• TEXTE SOURCE:
──────────────────────────────

Dépistage de Covid-19: entre incohérences et mesures nécessaires

Philippe Eggimann

Le Dr Philippe Eggimann, président de la Société médicale de la Suisse romande (SMSR) et de la Société vaudoise de médecine (SVM), revient sur les incohérences de la stratégie de dépistage, ainsi que l'utilité et les limites des mesures d'hygiène en place. Ce point de vue fait contrepoint à celui du Dr Jean-Charles Estoppey, que nous publions en parallèle.

Plusieurs médecins pointent les «incohérences» de la stratégie de traçage appliquée jusqu’à présent. Ils ont raison sur de nombreux aspects, des adaptations ont été faites et d’autres sont encore souhaitables:

Où on s’est trompé

  • Dans un premier temps, on a pensé que le traçage serait suffisant pour casser les chaînes de transmission du coronavirus dans les clusters où la distanciation, le masque et l’hygiène des mains ne sont pas exigés, notamment dans les milieux festifs. Cette stratégie a été corrigée depuis, et c’est tant mieux.

  • Actuellement ne sont dépistées que les personnes présentant des symptômes et placées en quarantaine. Ce qui ne permet pas de détecter les pré-symptomatiques et les asymptomatiques (entre 40% et 60% des cas), dont une partie est contagieuse. Il est nécessaire que la stratégie soit affinée et uniformisée. A mon sens, elle devrait se baser sur l’avis des experts de la task force scientifique de la Confédération, et mise en œuvre par les médecins cantonaux sur décision des politiques.

Où on peut mieux faire

  • Idéalement, il faudrait tester tous les contacts de personnes testées positives et mis en quarantaine au moins à deux reprises. A savoir, à j+3-5 après contact, puis à j+10-14 avant la levée de la quarantaine.

  • Il serait nécessaire, comme le suggère le virologue de l’EPFL Didier Trono, de tester toutes les personnes placées en quarantaine 7 à 10 jours après le contact, ce qui permettrait de lever lesdites quarantaines plus tôt, lorsque c’est possible.

──────────────────────────────

• DONNÉES FOURNIES:
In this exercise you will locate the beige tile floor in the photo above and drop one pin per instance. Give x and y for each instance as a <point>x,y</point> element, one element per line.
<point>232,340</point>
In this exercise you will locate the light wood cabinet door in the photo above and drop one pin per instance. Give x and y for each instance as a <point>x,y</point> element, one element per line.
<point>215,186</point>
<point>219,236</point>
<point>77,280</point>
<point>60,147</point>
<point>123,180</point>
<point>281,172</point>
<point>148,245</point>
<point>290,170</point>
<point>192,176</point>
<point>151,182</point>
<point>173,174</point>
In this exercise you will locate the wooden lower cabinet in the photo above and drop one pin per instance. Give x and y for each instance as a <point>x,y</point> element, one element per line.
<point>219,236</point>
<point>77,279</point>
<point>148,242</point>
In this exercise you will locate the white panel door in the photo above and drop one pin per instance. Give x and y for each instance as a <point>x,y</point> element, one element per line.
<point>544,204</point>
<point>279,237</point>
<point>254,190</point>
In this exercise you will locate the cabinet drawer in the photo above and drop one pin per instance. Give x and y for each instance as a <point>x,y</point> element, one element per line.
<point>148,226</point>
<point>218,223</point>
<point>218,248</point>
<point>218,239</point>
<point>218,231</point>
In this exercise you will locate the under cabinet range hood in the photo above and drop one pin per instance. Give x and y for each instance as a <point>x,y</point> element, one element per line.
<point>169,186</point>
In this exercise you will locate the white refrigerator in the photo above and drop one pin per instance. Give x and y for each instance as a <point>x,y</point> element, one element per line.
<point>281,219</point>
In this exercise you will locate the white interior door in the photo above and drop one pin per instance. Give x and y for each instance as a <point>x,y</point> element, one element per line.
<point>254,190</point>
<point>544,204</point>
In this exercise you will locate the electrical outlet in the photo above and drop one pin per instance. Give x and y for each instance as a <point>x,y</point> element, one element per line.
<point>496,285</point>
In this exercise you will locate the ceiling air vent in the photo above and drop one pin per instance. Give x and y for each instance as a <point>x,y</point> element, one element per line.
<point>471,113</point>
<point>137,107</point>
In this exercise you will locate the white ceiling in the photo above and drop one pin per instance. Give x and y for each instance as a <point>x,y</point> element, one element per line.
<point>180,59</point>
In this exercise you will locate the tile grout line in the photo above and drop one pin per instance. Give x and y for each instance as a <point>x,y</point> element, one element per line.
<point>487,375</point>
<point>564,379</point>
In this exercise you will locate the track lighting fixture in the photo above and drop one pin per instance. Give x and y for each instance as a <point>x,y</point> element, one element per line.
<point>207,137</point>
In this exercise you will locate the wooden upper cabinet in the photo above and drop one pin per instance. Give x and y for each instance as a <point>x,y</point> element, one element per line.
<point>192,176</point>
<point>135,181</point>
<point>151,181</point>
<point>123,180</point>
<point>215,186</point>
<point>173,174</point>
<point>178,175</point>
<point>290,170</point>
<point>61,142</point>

──────────────────────────────

• CONSIGNE: Recopiez mot pour mot le passage du texte sur le dépistage du Covid-19 allant de « Où on s’est » à « décision des politiques. ».

• RÉPONSE RÉDIGÉE:
Où on s’est trompé

  • Dans un premier temps, on a pensé que le traçage serait suffisant pour casser les chaînes de transmission du coronavirus dans les clusters où la distanciation, le masque et l’hygiène des mains ne sont pas exigés, notamment dans les milieux festifs. Cette stratégie a été corrigée depuis, et c’est tant mieux.

  • Actuellement ne sont dépistées que les personnes présentant des symptômes et placées en quarantaine. Ce qui ne permet pas de détecter les pré-symptomatiques et les asymptomatiques (entre 40% et 60% des cas), dont une partie est contagieuse. Il est nécessaire que la stratégie soit affinée et uniformisée. A mon sens, elle devrait se baser sur l’avis des experts de la task force scientifique de la Confédération, et mise en œuvre par les médecins cantonaux sur décision des politiques.